◆ **PASSAGE FOR REVIEW**:
========

Choose movement you enjoy
“If you hate a workout, you’ll avoid it,” she says. Picking activities like badminton or tennis things you genuinely enjoy makes movement easier and more sustainable.
Track briefly, not obsessively
Short-term tracking can be useful. “It helps you understand what you’re actually eating and highlights gaps in protein or fibre,” Saluja explains. Once awareness is built, occasional tracking is enough.
Keep two meals consistent
Fixing two meals around protein and fibre every day reduces daily decision-making. “It keeps eating balanced without feeling restrictive,” she adds. The third meal can remain flexible.
Don’t eliminate snacks or desserts
“Total restriction doesn’t last,” Saluja says. Planning small portions of snacks or desserts helps with portion control and makes eating feel realistic rather than punitive.

========

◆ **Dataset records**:

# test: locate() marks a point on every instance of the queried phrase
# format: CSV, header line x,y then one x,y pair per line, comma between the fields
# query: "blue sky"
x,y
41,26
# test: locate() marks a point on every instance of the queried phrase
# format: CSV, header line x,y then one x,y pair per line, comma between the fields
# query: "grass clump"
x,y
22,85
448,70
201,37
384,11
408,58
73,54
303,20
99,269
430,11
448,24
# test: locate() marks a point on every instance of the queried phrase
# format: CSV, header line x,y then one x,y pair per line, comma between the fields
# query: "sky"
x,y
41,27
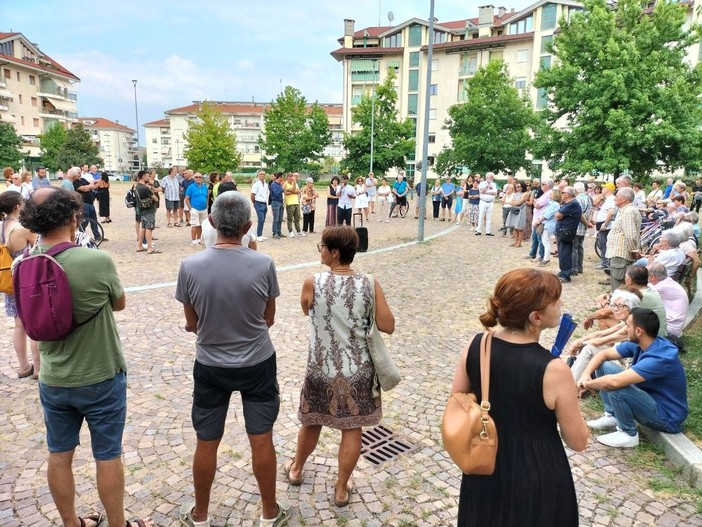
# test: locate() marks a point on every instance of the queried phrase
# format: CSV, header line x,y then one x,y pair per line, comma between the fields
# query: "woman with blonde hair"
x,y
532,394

========

◆ **PROBLEM**:
Continue the passage of tips on eating and exercise habits, starting right after its final sentence. The rows above come from a separate source.

◆ **SOLVED PROBLEM**:
This philosophy also shapes how food is designed at The Cinnamon Kitchen. “Instead of creating products for ideal routines, I focus on how food fits into real moments,” Saluja explains. The Almond Flour Cacao Cookie, for instance, works as a practical pre-workout option on rushed mornings. Methi Millet Crackers quietly replace habitual tea-time snacks without demanding a lifestyle overhaul.
“People are tired of rigid food rules,” Saluja notes. Good days. Bad days. Cheat meals. Constant restarts. There is a clear shift toward a calmer relationship with food, one where eating doesn’t feel like a test you have to pass.
Perfect diets may look good on paper. Everyday food habits work in real life.
“And that’s why they matter more,” Saluja concludes. “Not because they’re perfect but because they actually last.”